--- START ---
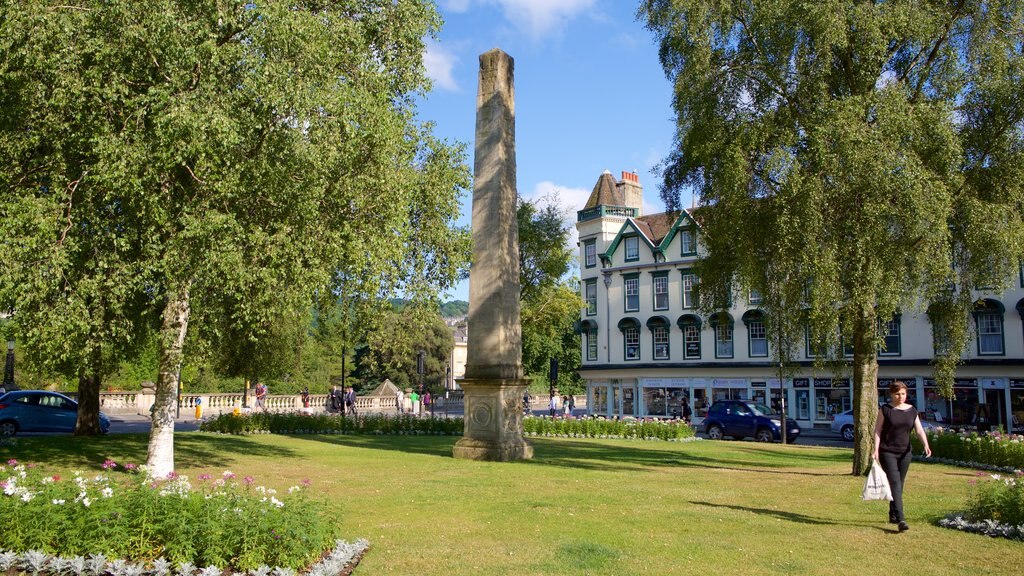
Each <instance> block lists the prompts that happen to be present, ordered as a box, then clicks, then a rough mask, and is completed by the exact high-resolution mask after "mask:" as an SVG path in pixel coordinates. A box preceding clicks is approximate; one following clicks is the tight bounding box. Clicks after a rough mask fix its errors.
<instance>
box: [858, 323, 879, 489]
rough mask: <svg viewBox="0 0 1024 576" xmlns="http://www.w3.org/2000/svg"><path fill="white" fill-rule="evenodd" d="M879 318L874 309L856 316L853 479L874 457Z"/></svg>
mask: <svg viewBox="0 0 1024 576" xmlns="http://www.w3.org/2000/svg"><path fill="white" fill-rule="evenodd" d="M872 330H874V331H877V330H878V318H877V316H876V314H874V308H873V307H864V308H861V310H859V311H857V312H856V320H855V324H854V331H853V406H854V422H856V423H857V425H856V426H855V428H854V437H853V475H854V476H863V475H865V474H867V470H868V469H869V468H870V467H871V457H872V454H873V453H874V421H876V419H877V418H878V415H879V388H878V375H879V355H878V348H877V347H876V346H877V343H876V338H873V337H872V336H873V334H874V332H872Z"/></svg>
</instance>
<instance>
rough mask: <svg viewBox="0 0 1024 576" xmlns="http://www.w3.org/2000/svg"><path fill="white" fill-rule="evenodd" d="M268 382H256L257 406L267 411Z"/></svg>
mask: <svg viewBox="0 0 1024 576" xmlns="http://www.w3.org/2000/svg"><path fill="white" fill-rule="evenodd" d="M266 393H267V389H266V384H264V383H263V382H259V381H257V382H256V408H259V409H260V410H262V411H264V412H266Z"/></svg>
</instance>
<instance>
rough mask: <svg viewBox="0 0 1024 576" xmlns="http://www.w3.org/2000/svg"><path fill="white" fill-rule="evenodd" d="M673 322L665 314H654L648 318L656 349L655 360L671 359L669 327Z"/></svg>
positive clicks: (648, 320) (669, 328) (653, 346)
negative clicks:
--- END ---
--- START ---
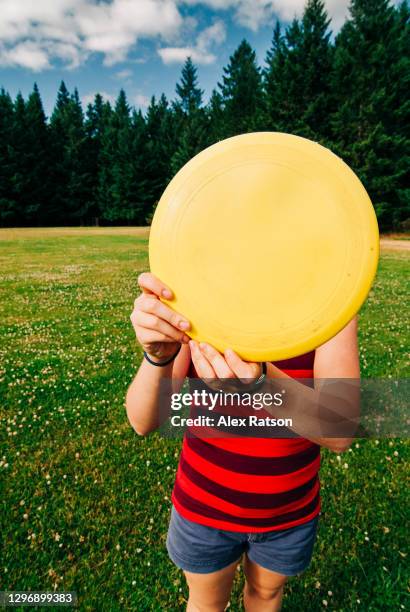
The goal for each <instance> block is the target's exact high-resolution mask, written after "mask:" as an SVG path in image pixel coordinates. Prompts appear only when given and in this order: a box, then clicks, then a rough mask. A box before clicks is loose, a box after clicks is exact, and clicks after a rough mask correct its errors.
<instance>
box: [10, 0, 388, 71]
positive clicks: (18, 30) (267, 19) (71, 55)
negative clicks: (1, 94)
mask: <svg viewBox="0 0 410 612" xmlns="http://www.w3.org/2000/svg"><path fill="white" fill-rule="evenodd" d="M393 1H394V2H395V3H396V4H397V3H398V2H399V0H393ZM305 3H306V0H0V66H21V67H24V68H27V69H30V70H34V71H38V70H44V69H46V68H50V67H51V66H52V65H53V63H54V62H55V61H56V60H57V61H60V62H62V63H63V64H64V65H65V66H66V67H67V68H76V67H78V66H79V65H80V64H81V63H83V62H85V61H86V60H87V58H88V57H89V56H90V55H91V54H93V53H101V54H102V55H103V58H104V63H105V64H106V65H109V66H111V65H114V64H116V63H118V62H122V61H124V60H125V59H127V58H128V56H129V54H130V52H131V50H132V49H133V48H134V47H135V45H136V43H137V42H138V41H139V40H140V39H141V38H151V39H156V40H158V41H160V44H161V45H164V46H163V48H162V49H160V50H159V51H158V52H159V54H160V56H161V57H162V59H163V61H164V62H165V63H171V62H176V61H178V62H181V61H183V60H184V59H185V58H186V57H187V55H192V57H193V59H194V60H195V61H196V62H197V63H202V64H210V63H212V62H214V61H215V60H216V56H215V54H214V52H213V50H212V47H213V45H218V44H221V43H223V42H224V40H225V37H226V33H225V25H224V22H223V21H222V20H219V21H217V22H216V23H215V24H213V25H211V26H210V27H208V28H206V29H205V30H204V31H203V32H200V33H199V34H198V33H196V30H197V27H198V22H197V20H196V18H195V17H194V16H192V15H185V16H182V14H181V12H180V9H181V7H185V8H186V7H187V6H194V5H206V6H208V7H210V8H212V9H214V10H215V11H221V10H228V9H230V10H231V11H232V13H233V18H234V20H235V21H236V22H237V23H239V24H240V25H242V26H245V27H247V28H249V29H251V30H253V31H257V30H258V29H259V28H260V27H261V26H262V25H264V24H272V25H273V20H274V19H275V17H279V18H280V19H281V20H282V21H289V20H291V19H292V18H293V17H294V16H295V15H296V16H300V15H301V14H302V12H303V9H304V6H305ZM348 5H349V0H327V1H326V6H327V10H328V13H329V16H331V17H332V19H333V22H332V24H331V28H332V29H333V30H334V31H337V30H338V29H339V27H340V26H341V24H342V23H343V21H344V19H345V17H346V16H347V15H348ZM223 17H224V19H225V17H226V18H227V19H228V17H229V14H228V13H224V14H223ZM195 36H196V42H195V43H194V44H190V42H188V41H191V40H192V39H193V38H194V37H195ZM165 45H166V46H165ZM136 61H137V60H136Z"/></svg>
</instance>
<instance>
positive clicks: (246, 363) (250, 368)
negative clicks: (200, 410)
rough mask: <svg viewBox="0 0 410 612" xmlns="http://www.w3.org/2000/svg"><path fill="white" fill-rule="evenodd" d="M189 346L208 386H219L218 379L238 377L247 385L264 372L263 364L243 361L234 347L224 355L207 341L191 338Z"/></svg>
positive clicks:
--- END ---
Please put into a numbered list the lines starting at the one that has "Each <instance> block lists" and ending after the one that has "box: [858, 323, 879, 489]", leaving out any blank lines.

1. Each <instance> block lists the prompts that happen to be present, ordered as a box, then clicks, then a rough mask, and is completed by the exact high-resolution mask after "mask:" as an SVG path in pixel coordinates. A box preceding clicks is approximate; one following clicks is the tight bounding box. Clicks after a rough mask fix its errors.
2. <instance>
3. box: [858, 323, 879, 489]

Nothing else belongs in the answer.